* Goal of the exercise
Copy the entries exactly. Leave nothing out and add nothing.

****************

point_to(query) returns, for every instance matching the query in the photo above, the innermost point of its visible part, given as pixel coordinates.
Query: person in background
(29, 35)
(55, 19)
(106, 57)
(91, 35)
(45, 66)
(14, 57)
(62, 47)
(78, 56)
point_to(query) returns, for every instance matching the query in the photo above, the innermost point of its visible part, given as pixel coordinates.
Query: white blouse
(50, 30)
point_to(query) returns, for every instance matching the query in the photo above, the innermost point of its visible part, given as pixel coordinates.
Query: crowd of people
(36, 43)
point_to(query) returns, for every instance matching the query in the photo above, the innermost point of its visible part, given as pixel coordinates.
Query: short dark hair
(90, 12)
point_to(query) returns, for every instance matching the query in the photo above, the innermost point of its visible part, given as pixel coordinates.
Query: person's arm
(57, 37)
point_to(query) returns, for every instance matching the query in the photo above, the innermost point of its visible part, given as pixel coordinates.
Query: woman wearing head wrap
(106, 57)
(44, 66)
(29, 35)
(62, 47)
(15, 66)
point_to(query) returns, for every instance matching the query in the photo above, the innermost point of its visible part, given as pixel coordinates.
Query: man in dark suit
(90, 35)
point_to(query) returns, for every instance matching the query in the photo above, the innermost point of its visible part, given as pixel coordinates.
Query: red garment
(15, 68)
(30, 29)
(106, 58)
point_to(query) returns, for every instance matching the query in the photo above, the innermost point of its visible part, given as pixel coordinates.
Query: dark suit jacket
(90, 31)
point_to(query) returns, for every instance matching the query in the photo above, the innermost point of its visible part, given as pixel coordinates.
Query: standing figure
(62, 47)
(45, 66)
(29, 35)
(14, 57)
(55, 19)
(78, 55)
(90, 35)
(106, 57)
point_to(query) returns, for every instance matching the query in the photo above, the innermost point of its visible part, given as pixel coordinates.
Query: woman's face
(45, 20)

****************

* Task answer
point_to(query) returns, for every instance matching the query in the photo above, the innermost point of its visible part, given as pixel coordinates.
Query: person in background
(29, 35)
(55, 19)
(106, 57)
(91, 35)
(45, 66)
(14, 57)
(62, 47)
(78, 56)
point_to(query) returns, for every instance matching the query in the photo above, the innermost point of its visible part, given as pixel coordinates.
Query: white blouse
(50, 30)
point_to(query) returns, for every instance matching the query in the photo above, the innermost point of its visible part, given as pixel coordinates.
Query: crowd of people
(36, 43)
point_to(query) returns, for every instance matching the query in the photo above, the innermost point of its visible part, given as pixel coordinates.
Query: short dark hair
(90, 12)
point_to(query) returns, for every instance matching the query in the photo above, the innermost point of its visible part, given as pixel coordinates.
Query: person's arm
(57, 37)
point_to(query) returns, for every instance matching the query in the photo above, the innermost point of its visible part, given as pixel coordinates.
Query: woman wearing head wrap
(106, 57)
(44, 66)
(29, 35)
(62, 47)
(15, 66)
point_to(query) returns, for every instance matching the query in the photo above, the innermost point of its visible part, given as pixel coordinates.
Query: man in dark suit
(90, 35)
point_to(query) returns, for every instance matching the query in the photo above, the innermost point of its visible part, given as pixel coordinates.
Query: red garment
(15, 68)
(30, 29)
(106, 58)
point_to(query) returns, for every instance matching the query in the photo above, the innermost point of its visible part, given as pixel coordinates.
Query: dark suit jacket
(90, 31)
point_to(query) returns, for every instance matching the query in the photo above, the innermost point of its visible part, given as pixel coordinates.
Query: standing figure
(62, 47)
(45, 66)
(29, 35)
(14, 57)
(55, 19)
(78, 55)
(90, 35)
(106, 57)
point_to(query) returns, for every instance matching the query in the photo above, the innermost point of its visible part, given as pixel coordinates.
Query: woman's face
(45, 20)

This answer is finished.